┌─ Materials provided
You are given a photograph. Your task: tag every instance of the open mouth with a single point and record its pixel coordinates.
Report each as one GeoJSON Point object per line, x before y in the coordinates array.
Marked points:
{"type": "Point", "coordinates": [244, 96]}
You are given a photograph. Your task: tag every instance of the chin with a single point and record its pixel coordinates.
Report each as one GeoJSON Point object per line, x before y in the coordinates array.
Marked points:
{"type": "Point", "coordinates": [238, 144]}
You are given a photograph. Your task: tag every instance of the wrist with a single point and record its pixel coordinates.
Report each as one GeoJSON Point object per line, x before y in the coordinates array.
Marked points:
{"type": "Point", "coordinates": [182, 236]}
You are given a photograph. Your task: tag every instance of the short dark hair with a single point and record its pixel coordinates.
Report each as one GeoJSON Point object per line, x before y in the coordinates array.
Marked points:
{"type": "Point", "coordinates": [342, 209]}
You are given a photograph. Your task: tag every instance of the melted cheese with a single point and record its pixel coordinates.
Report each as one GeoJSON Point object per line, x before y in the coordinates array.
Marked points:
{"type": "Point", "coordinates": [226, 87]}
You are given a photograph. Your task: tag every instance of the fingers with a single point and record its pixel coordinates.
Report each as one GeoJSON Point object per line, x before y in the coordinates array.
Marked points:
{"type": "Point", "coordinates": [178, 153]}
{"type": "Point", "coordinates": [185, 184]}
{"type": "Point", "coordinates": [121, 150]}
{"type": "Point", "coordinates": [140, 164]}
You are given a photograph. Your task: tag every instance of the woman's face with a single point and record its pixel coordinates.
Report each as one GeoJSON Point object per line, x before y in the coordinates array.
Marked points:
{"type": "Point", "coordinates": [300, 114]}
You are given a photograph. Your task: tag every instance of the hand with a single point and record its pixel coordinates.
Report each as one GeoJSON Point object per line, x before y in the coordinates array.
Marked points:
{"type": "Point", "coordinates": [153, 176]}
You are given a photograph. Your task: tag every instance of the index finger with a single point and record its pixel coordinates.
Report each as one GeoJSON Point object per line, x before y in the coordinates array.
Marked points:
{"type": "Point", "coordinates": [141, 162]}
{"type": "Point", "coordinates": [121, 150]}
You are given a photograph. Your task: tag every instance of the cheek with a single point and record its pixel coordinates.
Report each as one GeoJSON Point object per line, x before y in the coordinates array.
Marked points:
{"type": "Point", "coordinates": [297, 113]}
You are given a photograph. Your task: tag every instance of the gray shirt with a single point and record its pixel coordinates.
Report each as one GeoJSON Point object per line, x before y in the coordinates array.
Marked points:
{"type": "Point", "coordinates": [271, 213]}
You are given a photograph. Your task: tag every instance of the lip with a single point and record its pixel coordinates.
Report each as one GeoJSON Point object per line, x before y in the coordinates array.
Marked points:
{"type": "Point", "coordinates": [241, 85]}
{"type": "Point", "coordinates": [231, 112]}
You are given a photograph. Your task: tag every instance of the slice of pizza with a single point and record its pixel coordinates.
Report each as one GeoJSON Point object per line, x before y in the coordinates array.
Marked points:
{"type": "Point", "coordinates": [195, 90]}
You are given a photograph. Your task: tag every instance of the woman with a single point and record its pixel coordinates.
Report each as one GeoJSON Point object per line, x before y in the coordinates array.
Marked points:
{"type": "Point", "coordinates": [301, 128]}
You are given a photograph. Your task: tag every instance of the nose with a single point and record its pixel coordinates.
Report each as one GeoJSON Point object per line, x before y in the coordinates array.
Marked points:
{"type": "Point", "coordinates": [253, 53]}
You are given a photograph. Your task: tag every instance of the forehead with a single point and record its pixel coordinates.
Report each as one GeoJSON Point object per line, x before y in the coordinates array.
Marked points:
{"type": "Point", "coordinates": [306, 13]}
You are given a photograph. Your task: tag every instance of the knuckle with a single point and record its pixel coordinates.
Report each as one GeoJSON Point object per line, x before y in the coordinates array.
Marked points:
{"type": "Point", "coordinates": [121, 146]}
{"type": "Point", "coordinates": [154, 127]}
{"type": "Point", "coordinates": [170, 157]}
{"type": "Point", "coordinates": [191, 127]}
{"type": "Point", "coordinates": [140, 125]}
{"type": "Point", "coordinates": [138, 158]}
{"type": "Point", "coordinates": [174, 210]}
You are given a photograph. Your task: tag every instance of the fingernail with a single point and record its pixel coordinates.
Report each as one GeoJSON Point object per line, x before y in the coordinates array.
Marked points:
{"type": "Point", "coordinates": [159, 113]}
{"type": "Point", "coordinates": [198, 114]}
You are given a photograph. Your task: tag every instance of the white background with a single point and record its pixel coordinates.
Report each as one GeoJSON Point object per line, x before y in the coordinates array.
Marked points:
└─
#### Task
Answer with a number alone. It should equal the count of lines in the entries that hold "woman".

#### Exercise result
2